_Görev listesi:_
**a.** TMMOB mitingi metnine göre kürsüden kimler konuştu?
**b.** TMMOB mitingi metninde "Fizik Mühendisleri Odası" ile başlayıp "rahatız. Sizleri selamlıyoruz." ile biten bölümü aynen kopyalayın.

TMMOB MİTİNGİNDE KÜRSÜDEN ŞUNLAR DA SÖYLENDİ

10.10.2005

8 Ekim TMMOB mitinginde kürsüden Ayşegül Bildirici, A. Cenk Lişesivdin ve Ömürhan Soysal tarafından şunlar da söylendi.

ALANA GİRİLİRKEN
Türk Mühendis ve Mimar Odaları Birliği Geliyor Üreten sanayileşen ve kalkınan bir Türkiye için mücadele eden mühendislerin mimarların şehir plancılarının örgütü geliyor. Hoş geldiniz.

Mücadeleniz mücadelemizdir, talepleriniz taleplerimizdir diyen, bu ülkenin aydınlık geleceği için bizlerle mücadele eden örgüt temsilcileri hoş geldiniz.

Çevre Mühendisleri Odası geliyor, Türkiye nükleer çöplük olmayacak diyen dostlarımız geliyor. Her yer Bergama, hepimiz Bergamalı‘yız diyen, geleceğimiz, umudumuz geliyor. Hoş geldiniz.

Elektrik Mühendisleri Odası geliyor, Santralleri özelleştirmeyeceğiz, mobil santral kurdurtmayacağız, Telekom‘u sattırmayacağız diye haykıran dostlarımız geliyor. Hoş geldiniz.

Fizik Mühendisleri Odası geliyor, Atomu yönetenler, enerjiye çevirenler geliyor. Hoş geldiniz.

Gemi Mühendisleri Odası geliyor. Üç tarafı denizlerle çevrili ülkemizde tersanelerin kapatılmasına karşı çıkan, tersaneler halkındır kapatılamaz diyen dostlarımız geliyor. Hoş geldiniz.

Gemi Makina İşletme Mühendisleri Odası geliyor. Dünyanın dört bir yanından, okyanusları aşarak gelen gemi makina işletme mühendislerini selamlıyoruz. Hoş geldiniz.

Gıda Mühendisleri Odası geliyor. Halkımızın daha sağlıklı beslenmesi için, genetiği değiştirilmiş organizmalara hayır diyen dostlar geliyor. Hoş geldiniz.

Harita ve Kadastro Mühendisleri Odası geliyor. Yeryüzünü karış karış, santim santim ölçen dostlarımız geliyor. Hoş geldiniz.

İç Mimarlar Odası geliyor. İç mimarlar, mekanlarımızda sizlerin sayesinde daha mutlu, daha rahatız. Sizleri selamlıyoruz.

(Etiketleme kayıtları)
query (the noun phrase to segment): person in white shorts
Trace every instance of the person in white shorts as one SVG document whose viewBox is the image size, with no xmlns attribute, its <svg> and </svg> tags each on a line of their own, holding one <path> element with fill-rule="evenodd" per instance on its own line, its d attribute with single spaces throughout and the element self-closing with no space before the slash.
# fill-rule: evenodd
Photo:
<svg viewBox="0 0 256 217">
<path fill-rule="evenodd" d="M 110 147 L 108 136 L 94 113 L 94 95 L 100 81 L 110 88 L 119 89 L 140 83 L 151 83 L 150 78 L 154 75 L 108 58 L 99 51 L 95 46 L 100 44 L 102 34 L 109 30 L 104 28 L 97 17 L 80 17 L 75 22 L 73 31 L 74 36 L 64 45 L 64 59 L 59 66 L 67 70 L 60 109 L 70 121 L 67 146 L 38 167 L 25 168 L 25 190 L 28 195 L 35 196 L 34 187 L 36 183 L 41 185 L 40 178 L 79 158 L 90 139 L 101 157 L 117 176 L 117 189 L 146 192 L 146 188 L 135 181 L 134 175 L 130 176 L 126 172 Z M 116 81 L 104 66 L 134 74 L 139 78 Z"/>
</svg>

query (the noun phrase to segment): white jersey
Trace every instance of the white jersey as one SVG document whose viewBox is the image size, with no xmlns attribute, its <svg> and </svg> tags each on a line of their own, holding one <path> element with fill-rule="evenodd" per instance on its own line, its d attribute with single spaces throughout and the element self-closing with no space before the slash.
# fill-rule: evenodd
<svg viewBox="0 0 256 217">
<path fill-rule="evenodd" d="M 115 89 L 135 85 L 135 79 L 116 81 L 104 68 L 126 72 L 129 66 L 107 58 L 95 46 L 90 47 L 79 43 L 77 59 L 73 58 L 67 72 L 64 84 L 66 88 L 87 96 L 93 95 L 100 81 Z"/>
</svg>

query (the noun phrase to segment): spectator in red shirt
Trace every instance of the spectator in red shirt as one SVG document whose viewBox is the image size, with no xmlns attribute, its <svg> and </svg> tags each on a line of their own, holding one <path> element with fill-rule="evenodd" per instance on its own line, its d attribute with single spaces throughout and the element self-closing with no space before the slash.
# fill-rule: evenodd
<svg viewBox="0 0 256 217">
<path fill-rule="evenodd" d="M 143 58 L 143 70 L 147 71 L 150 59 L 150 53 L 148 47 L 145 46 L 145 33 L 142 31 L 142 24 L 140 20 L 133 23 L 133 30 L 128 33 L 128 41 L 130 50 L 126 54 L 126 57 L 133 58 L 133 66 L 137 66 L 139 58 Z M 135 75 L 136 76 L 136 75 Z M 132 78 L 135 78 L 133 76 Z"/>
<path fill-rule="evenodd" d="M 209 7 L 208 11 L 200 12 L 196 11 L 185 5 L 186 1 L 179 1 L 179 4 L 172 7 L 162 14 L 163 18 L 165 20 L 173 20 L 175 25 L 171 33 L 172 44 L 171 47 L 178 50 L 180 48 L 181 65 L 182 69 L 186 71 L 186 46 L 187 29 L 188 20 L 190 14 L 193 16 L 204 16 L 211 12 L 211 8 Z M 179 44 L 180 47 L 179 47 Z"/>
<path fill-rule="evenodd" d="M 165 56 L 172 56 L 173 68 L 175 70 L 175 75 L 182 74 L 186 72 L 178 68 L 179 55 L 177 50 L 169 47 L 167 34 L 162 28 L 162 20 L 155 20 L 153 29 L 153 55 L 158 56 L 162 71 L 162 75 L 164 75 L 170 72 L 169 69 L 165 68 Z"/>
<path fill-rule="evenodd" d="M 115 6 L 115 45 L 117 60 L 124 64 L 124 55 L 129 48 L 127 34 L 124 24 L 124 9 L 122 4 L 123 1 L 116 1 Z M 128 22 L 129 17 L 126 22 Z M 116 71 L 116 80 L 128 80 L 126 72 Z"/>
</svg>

_Çözümler:_
**a.** Ayşegül Bildirici, A. Cenk Lişesivdin ve Ömürhan Soysal.

**b.**
Fizik Mühendisleri Odası geliyor, Atomu yönetenler, enerjiye çevirenler geliyor. Hoş geldiniz.

Gemi Mühendisleri Odası geliyor. Üç tarafı denizlerle çevrili ülkemizde tersanelerin kapatılmasına karşı çıkan, tersaneler halkındır kapatılamaz diyen dostlarımız geliyor. Hoş geldiniz.

Gemi Makina İşletme Mühendisleri Odası geliyor. Dünyanın dört bir yanından, okyanusları aşarak gelen gemi makina işletme mühendislerini selamlıyoruz. Hoş geldiniz.

Gıda Mühendisleri Odası geliyor. Halkımızın daha sağlıklı beslenmesi için, genetiği değiştirilmiş organizmalara hayır diyen dostlar geliyor. Hoş geldiniz.

Harita ve Kadastro Mühendisleri Odası geliyor. Yeryüzünü karış karış, santim santim ölçen dostlarımız geliyor. Hoş geldiniz.

İç Mimarlar Odası geliyor. İç mimarlar, mekanlarımızda sizlerin sayesinde daha mutlu, daha rahatız. Sizleri selamlıyoruz.